**GIVEN REQUEST**
Rewrite the RedHawk-SC cost passage from the words "This result is" through the words "a faster runtime.", putting "vCPU count" in place of "CPU core count".

**SOURCE DOCUMENT**

The reason for the decreasing cost curve is due to how efficiently RedHawk-SC runs on the AWS Cloud and the elasticity that AWS provides. As worker jobs finish, the resources are released and the customer is no longer charged for them. This optimal distribution and minimum cost are achieved when the number of CPU cores matches the number of power partitions created by RedHawk-SC. This number of partitions is based on an optimized partitioning strategy for each design and is calculated automatically. It has little significance from a user perspective but does determine the optimal number of CPU cores. Thus, optimal compute utilization minimizes the total runtime and hence the cost of the run.
This result is not obvious and indicates that customers should not try to reduce the CPU core count to save money. In fact, they should actually increase their CPU core count to the optimal value to achieve lower cost and a faster runtime.

**DATASET EXCERPTS**
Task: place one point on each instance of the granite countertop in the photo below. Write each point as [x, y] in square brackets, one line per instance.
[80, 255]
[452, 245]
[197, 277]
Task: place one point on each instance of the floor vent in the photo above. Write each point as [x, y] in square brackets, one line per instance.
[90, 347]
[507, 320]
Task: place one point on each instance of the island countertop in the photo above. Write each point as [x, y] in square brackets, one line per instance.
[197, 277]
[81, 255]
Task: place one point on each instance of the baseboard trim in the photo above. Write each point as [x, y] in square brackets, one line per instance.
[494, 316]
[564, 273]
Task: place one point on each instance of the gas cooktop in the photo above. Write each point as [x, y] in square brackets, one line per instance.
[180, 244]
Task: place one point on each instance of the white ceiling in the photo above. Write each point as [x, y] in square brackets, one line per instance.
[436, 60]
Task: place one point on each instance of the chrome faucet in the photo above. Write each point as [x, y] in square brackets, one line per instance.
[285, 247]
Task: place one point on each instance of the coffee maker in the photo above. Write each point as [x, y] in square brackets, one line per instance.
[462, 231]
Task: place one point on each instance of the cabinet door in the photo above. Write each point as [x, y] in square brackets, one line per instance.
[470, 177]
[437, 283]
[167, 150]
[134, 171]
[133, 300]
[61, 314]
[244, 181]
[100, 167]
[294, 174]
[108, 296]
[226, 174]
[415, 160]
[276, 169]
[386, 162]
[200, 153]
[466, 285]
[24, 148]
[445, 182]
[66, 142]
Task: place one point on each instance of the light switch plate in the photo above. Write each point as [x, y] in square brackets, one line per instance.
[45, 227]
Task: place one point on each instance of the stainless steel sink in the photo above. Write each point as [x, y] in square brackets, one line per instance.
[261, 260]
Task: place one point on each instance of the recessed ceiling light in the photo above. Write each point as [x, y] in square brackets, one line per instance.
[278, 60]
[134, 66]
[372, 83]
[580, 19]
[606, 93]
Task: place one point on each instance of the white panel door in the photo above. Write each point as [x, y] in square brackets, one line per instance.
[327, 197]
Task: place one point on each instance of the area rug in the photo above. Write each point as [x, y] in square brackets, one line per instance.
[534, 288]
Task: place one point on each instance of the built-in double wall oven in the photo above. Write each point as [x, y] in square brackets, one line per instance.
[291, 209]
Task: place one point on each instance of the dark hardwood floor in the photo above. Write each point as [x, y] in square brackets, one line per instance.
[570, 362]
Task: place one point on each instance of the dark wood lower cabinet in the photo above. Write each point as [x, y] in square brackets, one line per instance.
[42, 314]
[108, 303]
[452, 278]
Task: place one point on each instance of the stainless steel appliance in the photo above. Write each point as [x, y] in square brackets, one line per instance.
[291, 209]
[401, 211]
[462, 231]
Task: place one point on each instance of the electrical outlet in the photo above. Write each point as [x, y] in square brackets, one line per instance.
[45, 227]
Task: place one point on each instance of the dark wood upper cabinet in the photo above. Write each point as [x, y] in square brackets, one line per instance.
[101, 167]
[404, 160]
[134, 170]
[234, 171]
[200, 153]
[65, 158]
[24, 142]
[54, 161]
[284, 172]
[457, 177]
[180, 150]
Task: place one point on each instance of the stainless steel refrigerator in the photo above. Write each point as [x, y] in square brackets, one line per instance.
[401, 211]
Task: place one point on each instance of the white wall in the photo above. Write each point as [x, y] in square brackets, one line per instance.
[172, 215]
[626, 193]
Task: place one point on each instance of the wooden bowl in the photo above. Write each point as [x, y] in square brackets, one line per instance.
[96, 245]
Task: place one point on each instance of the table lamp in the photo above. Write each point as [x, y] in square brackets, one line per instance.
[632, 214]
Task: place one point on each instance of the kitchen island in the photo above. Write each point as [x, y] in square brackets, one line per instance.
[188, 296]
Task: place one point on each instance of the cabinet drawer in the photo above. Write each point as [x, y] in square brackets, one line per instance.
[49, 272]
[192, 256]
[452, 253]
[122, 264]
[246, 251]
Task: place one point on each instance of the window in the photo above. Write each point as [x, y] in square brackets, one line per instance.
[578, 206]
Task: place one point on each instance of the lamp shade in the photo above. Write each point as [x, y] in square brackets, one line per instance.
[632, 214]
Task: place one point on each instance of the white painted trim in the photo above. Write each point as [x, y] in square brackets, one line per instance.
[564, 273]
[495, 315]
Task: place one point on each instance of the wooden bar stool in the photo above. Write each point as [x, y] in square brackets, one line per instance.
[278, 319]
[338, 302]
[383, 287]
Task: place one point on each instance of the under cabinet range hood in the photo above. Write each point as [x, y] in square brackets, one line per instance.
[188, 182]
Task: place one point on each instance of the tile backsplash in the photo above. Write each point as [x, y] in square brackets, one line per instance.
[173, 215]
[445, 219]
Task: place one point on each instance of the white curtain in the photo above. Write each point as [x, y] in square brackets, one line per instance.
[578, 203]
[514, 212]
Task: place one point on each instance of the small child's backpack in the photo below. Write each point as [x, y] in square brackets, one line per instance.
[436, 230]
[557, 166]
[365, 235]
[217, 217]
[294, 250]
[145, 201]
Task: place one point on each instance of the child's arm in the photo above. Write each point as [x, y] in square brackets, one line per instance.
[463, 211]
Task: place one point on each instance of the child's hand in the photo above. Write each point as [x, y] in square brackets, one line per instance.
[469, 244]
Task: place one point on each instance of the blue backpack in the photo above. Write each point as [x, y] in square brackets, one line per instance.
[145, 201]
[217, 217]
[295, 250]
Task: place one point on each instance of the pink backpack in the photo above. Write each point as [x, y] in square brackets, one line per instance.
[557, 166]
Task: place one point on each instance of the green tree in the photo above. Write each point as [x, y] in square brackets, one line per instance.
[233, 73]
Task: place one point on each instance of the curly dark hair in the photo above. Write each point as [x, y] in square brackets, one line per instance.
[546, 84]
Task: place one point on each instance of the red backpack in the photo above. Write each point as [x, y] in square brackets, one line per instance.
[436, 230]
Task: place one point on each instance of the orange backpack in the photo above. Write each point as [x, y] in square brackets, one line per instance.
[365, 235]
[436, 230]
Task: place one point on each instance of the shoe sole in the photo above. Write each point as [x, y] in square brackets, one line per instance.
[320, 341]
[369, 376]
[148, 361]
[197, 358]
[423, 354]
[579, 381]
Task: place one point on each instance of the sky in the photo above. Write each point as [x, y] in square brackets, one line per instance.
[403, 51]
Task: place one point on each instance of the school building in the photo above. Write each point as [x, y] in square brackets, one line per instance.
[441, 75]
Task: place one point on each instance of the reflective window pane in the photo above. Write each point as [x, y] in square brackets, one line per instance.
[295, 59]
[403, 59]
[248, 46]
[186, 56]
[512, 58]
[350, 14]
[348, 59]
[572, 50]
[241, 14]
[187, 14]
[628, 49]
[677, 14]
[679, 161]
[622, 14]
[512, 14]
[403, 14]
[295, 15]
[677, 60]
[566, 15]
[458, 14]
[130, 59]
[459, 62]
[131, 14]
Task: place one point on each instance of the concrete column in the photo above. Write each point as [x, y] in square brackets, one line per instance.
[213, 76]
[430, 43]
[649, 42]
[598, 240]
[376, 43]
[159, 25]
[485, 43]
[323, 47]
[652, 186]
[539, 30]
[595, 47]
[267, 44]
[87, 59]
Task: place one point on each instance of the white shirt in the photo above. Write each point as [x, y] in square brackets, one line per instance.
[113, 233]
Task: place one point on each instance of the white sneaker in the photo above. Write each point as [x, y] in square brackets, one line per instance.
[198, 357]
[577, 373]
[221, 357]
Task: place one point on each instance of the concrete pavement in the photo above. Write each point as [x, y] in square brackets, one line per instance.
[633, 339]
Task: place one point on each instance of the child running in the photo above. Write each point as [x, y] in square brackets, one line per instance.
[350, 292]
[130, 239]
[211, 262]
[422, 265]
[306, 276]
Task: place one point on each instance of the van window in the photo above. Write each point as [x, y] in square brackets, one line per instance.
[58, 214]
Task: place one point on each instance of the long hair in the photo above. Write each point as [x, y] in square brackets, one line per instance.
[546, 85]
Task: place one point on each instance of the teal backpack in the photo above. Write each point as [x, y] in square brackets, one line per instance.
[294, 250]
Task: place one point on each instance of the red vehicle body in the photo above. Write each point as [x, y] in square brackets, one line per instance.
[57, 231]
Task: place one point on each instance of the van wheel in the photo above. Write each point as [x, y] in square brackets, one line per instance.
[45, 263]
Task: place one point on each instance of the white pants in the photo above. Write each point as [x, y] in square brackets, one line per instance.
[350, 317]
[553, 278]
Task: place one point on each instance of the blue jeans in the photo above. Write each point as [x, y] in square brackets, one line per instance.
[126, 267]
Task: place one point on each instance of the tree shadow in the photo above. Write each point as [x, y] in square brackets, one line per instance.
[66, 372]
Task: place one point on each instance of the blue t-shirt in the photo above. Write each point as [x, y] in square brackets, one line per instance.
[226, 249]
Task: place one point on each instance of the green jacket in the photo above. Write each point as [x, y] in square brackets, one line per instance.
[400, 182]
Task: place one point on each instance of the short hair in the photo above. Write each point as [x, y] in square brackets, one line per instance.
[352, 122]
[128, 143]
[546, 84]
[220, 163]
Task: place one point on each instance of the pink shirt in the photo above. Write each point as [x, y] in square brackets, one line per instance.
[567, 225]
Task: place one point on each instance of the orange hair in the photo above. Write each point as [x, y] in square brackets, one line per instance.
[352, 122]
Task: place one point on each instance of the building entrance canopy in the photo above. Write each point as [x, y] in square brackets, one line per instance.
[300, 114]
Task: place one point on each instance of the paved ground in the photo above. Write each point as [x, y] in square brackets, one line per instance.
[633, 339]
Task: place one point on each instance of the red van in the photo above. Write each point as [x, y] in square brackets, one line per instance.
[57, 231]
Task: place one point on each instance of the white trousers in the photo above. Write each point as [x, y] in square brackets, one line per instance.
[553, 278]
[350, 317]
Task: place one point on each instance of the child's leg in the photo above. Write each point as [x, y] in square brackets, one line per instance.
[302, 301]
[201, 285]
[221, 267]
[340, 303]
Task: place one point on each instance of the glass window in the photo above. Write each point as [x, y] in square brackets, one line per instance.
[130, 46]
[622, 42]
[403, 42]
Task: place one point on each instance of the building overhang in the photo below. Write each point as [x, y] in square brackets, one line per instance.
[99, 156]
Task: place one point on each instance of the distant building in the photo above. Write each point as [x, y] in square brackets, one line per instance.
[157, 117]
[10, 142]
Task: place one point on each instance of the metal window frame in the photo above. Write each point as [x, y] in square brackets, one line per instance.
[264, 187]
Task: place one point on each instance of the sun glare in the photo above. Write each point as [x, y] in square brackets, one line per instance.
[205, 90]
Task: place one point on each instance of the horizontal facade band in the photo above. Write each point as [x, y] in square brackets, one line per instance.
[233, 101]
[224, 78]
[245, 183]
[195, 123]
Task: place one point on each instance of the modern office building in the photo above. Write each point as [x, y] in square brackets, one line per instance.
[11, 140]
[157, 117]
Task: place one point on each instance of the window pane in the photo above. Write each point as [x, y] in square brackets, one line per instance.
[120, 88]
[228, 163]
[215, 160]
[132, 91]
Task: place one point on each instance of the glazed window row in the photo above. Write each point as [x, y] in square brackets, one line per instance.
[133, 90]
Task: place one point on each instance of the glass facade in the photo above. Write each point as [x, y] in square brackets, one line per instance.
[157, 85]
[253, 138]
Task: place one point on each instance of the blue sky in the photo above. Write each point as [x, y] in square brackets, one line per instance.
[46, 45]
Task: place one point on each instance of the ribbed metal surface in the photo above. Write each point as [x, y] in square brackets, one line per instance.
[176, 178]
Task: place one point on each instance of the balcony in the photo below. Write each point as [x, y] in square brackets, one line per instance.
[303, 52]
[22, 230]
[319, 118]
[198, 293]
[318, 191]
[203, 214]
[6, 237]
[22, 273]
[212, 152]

**IN RESPONSE**
This result is not obvious and indicates that customers should not try to reduce the vCPU count to save money. In fact, they should actually increase their vCPU count to the optimal value to achieve lower cost and a faster runtime.